■ **What the exercise asks**: Pull out every line in the entries that contains the word "building", copying each one unchanged.

■ **Supplied material**:
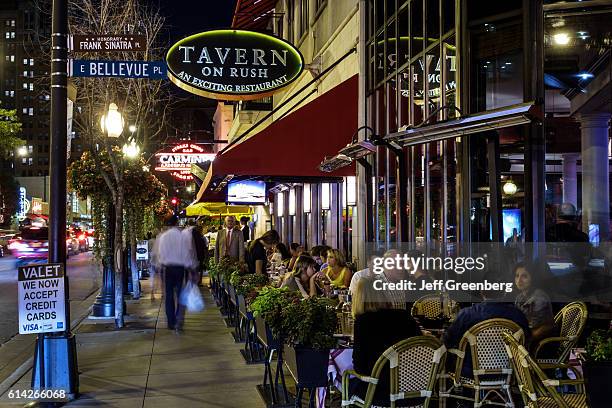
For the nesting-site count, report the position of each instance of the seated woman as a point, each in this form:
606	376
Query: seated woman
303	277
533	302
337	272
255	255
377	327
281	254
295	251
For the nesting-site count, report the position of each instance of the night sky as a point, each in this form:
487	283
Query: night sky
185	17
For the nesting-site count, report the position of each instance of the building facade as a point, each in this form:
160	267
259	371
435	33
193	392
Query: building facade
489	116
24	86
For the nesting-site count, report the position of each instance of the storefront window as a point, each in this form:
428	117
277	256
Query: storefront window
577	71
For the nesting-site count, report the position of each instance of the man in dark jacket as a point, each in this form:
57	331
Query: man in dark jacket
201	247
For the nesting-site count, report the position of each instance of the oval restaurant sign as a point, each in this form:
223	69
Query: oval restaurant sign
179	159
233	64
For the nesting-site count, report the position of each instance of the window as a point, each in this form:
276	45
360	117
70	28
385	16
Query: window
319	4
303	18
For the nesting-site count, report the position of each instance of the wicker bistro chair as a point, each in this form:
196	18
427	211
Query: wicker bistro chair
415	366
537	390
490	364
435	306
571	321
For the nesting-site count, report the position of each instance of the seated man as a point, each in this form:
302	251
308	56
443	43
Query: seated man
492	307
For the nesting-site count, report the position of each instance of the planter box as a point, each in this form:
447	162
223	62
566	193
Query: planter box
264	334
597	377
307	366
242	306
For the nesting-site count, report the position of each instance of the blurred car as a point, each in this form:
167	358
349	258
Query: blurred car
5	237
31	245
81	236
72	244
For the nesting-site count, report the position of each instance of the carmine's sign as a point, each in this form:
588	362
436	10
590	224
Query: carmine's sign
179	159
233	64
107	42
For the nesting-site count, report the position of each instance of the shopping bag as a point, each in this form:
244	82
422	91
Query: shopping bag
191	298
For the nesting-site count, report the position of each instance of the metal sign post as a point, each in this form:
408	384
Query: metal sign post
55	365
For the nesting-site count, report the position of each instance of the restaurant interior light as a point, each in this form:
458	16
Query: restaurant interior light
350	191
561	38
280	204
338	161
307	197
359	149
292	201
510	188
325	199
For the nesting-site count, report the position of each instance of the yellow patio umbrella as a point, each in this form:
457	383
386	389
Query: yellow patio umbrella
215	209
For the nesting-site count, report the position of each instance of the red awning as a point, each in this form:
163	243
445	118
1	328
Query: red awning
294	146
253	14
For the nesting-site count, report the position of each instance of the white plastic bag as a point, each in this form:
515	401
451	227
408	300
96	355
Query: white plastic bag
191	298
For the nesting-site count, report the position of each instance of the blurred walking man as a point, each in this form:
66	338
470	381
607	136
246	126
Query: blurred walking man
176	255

==

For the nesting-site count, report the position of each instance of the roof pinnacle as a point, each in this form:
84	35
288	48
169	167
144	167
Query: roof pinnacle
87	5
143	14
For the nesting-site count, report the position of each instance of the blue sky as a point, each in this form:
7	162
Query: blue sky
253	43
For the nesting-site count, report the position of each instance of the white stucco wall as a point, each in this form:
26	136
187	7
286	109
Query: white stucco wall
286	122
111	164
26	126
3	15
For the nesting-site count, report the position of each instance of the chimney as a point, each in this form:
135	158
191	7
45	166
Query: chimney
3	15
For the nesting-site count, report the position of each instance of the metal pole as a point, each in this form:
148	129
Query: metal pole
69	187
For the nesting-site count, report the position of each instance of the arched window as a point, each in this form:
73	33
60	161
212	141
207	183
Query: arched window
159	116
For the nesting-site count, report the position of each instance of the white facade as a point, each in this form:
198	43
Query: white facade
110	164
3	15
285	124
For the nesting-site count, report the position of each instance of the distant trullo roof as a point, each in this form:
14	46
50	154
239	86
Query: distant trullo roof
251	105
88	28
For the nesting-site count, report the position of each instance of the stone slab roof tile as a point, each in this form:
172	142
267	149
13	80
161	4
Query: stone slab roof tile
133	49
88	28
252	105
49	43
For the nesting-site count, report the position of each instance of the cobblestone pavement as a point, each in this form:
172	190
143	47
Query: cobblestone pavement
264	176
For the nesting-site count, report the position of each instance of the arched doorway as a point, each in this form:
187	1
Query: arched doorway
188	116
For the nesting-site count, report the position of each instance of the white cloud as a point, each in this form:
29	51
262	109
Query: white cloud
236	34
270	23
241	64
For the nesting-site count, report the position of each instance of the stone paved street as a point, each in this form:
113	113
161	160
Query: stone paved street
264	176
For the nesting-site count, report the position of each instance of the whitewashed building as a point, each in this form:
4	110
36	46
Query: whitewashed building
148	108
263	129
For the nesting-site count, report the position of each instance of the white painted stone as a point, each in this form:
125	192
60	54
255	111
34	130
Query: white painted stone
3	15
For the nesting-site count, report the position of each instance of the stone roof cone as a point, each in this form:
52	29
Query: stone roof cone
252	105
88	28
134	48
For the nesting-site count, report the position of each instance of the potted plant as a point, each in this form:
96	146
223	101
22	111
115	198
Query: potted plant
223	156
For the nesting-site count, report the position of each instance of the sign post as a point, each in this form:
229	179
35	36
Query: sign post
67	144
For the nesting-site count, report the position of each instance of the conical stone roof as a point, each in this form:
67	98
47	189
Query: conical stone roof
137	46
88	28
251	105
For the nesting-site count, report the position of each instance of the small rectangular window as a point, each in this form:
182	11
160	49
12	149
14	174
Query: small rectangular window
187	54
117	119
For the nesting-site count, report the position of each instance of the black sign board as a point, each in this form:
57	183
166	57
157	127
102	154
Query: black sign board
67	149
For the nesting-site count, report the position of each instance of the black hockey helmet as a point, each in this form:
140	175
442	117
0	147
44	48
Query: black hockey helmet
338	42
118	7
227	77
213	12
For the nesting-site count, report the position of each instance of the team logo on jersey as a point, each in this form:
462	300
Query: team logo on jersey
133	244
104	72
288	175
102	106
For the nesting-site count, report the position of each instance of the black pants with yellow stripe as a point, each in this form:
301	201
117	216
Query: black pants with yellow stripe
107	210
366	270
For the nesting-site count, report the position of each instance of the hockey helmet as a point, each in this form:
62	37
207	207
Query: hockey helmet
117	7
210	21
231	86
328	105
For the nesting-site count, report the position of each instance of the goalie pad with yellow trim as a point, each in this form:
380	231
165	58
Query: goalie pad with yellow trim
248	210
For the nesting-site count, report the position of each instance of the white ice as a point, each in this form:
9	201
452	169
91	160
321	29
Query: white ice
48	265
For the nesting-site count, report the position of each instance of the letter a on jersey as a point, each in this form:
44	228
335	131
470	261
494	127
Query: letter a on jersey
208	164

--

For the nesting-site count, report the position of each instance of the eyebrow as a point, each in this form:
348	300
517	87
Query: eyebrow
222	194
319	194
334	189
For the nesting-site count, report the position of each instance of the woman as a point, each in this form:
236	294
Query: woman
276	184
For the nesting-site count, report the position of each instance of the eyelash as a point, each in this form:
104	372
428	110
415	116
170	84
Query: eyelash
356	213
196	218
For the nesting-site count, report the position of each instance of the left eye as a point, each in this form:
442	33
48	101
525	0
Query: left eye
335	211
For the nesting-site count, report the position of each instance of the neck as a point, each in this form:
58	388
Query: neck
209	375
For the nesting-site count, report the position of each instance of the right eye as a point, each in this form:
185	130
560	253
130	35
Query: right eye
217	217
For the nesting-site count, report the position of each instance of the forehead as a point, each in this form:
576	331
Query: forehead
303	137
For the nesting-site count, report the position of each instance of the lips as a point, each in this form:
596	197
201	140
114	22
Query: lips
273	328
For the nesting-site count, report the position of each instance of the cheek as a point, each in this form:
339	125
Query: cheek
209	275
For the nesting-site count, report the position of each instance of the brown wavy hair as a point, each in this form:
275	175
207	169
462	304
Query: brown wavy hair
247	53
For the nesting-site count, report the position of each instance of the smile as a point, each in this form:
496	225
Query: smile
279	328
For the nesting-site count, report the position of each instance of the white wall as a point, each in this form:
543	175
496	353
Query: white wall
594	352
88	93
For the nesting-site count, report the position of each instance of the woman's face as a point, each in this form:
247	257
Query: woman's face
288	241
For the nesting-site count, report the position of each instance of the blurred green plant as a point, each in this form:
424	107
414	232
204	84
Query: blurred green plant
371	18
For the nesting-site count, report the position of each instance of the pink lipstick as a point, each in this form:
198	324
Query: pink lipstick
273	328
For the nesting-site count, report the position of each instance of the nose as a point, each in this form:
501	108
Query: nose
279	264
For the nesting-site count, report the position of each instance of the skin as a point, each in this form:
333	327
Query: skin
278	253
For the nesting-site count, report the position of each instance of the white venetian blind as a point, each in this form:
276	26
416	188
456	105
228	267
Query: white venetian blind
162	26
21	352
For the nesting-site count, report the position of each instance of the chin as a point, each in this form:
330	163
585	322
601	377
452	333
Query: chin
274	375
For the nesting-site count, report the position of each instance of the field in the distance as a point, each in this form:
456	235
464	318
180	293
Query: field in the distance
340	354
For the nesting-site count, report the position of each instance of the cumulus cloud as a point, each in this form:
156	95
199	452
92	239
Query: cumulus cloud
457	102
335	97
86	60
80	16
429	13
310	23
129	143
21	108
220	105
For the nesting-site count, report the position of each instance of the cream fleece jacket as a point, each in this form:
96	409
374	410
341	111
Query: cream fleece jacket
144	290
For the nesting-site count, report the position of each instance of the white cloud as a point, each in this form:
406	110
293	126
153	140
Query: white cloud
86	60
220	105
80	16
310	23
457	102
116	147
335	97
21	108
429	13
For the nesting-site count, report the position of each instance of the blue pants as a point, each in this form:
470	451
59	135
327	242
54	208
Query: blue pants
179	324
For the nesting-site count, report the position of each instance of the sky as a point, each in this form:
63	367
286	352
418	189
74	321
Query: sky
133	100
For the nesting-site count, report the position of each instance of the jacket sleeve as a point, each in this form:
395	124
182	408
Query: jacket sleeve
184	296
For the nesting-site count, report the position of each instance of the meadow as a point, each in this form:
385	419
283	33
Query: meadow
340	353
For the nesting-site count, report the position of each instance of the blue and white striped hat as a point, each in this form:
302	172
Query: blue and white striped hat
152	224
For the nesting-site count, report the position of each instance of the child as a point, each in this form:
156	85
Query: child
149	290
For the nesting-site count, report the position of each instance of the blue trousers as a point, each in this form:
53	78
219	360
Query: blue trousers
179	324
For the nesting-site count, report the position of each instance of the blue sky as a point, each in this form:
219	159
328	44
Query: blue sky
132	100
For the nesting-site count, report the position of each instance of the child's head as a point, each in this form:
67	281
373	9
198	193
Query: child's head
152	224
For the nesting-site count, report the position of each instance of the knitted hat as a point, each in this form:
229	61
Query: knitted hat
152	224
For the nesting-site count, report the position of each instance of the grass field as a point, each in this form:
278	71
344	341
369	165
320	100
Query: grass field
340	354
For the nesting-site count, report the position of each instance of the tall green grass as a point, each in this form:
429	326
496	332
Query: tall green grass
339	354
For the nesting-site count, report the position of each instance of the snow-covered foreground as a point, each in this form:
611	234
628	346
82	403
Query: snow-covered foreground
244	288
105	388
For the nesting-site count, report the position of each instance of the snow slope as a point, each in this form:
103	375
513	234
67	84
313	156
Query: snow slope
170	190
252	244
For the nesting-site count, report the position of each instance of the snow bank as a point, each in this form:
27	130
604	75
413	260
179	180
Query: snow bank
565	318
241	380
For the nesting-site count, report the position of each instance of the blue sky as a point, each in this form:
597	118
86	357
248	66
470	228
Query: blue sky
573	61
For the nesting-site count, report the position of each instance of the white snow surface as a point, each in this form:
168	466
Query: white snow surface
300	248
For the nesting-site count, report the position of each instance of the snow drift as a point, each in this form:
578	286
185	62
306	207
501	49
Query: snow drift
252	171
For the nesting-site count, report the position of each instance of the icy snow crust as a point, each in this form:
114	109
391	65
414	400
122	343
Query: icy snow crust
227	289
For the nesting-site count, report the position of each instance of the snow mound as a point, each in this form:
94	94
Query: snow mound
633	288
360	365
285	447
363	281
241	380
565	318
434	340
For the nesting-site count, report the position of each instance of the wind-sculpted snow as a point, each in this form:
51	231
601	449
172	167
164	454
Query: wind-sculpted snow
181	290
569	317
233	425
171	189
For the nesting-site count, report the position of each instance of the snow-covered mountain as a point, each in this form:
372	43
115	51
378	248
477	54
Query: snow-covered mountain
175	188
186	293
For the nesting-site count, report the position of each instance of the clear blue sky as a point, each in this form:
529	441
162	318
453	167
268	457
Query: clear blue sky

■ **Task response**:
For the nesting-site count, report the position of each instance of the building facade as a point, each in this form:
Query: building facade
For the nesting-site count, report the position of each instance of the whitewashed building as a point, each in this form:
Query: whitewashed building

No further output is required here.